Goal of the exercise: Output exactly the lines from the line with "You are given a photograph. For the guardrail" through the end of the records below. Include nothing else.

Study material:
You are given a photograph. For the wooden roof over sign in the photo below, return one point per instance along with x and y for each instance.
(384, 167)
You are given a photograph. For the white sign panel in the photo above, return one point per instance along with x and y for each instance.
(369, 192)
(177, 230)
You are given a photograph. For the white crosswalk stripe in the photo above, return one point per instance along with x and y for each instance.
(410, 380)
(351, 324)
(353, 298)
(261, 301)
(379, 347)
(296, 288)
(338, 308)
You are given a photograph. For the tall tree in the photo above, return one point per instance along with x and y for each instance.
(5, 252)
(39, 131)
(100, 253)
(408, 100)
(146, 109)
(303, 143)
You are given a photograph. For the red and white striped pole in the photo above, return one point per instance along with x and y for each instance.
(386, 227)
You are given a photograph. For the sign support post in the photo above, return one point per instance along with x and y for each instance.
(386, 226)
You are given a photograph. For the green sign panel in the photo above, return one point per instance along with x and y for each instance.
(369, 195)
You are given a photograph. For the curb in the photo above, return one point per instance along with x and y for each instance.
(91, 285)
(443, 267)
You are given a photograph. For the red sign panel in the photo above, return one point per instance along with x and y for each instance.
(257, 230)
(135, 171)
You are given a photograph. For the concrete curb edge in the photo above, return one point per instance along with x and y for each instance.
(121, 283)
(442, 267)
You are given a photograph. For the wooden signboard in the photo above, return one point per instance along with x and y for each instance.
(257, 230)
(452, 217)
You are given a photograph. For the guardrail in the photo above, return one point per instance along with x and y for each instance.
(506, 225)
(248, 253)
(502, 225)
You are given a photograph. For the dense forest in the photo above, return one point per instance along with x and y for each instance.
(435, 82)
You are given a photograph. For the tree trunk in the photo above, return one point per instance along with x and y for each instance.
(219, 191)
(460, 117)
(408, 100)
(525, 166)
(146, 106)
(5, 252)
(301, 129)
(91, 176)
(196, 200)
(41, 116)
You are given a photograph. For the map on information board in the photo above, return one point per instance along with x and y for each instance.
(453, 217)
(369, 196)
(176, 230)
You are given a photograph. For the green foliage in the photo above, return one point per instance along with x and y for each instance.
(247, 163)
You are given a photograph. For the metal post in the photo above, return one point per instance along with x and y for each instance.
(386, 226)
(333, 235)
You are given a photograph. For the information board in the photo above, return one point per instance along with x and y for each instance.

Solution:
You are given a photograph. For the guardrail in the photo above, return one point per instance along with x and y for each instance.
(506, 225)
(248, 253)
(502, 225)
You are given a photograph. For the dense forest in the photo above, return one point per instance along with x and y for each instance.
(435, 82)
You are given a photograph. For the tree trunk in the photo above, return one point per instance along with x and y for each instance.
(219, 191)
(460, 117)
(408, 100)
(525, 166)
(146, 106)
(5, 252)
(301, 129)
(91, 176)
(196, 200)
(41, 116)
You are given a photograph. For the map on information board in the photo above, return one point per instance along with x and y for each instance.
(453, 217)
(369, 196)
(176, 230)
You are given a photograph. For the green foliage in the photo above, return one point per instance along with x and y for each instance.
(247, 163)
You are given a photograph. For the metal post in the photo above, return one point per instance along with x and y for each instance.
(386, 226)
(333, 235)
You are given a photograph. For the information board in the photo above, return one point per instance along with x and y for each instance.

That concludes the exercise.